# Selection:

Somerset v. Somerset

3 N.C. App. 473 | N.C. Ct. App. | 1969

BeoCK, J.

It would add nothing to the understanding of the questions raised by this appeal to recount here the charges and counter-charges hurled by the parties in their pleadings and their evidence. The jury adopted the plaintiff’s view and rejected the defendant’s.

[1, 2j] Defendant’s first argument is that the trial judge failed to properly instruct upon adequate provocation. Under this argument *475in defendant’s brief he lists assignments of error Nos. 5, 6, 7, 8, 9, 10, 11, 15 and 16. Some of these seem to relate to other matters, and are deemed abandoned because no argument is advanced and no authority is cited in support thereof. Rule 28, Rules of Practice in the Court of Appeals of North Carolina. Defendant’s exceptions and assignments of error to the charge are in the nature of broadside exceptions which are not permissible. However, we have carefully reviewed the charge and hold that when read in context it adequately explains the law applicable to the case.

Defendant’s second argument is that the trial judge erred in refusing to nonsuit the cause of action based upon abandonment; and in failing to charge adequately upon defendant’s contention that the separation was involuntary. Under this argument defendant lists assignments of error Nos. 2, 5, 6, 8, 10, 11, 15 and 16. Again some of these seem to relate to other matters, and are deemed abandoned for failure to advance any argument or citation of authority in support thereof. Rule 28, supra.

Defendant’s argument for nonsuit of the cause of action based on abandonment stems from an order of the Domestic Relations Court of Mecklenburg County. On 7 December 1966 defendant was tried in the Domestic Relations Court upon a warrant issued at the instance of the plaintiff. As a result of this trial the judge of the Domestic Relations Court ordered defendant to move out of his and plaintiff’s home; and pursuant to this order defendant was compelled to move out of his home. He argues therefore that he did not abandon plaintiff because he had no choice but to move.

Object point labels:
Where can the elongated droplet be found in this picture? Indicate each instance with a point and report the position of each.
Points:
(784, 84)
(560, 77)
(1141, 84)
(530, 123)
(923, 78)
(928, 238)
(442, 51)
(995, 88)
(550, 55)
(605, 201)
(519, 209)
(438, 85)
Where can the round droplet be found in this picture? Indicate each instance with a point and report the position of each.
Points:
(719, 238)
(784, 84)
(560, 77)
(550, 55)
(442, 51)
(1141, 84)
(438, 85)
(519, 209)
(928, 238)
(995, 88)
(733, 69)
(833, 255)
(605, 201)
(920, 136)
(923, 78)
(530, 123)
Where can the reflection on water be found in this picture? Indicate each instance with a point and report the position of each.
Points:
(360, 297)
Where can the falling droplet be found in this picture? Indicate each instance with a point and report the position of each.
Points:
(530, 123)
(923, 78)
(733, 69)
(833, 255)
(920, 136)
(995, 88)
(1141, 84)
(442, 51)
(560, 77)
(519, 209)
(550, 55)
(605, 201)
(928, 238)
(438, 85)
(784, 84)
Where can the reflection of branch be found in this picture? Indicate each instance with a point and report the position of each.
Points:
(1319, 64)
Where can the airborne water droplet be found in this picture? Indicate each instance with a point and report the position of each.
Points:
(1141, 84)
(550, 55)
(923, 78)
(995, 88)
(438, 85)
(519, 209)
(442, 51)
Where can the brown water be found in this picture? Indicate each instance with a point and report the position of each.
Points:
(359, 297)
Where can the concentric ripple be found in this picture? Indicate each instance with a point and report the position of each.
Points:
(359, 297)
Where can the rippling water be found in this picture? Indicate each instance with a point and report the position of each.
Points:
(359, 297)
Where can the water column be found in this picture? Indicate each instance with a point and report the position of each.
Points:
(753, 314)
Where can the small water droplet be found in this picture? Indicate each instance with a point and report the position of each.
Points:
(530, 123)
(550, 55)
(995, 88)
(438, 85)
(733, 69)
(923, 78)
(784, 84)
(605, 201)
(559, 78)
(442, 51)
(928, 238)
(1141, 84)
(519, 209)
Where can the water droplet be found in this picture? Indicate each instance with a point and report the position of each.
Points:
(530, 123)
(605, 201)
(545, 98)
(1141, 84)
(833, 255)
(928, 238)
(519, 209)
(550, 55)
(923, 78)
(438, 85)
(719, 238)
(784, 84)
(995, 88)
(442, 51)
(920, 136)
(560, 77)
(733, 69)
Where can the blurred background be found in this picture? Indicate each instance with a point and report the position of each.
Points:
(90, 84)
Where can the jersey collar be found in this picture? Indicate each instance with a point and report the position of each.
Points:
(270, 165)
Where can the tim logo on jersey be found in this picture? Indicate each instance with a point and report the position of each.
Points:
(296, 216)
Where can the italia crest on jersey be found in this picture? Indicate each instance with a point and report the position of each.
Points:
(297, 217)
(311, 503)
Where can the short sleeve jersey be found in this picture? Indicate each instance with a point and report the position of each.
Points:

# Required task:
In the Somerset v. Somerset opinion, on what date was the defendant tried in the Domestic Relations Court?

# Correct response:
7 December 1966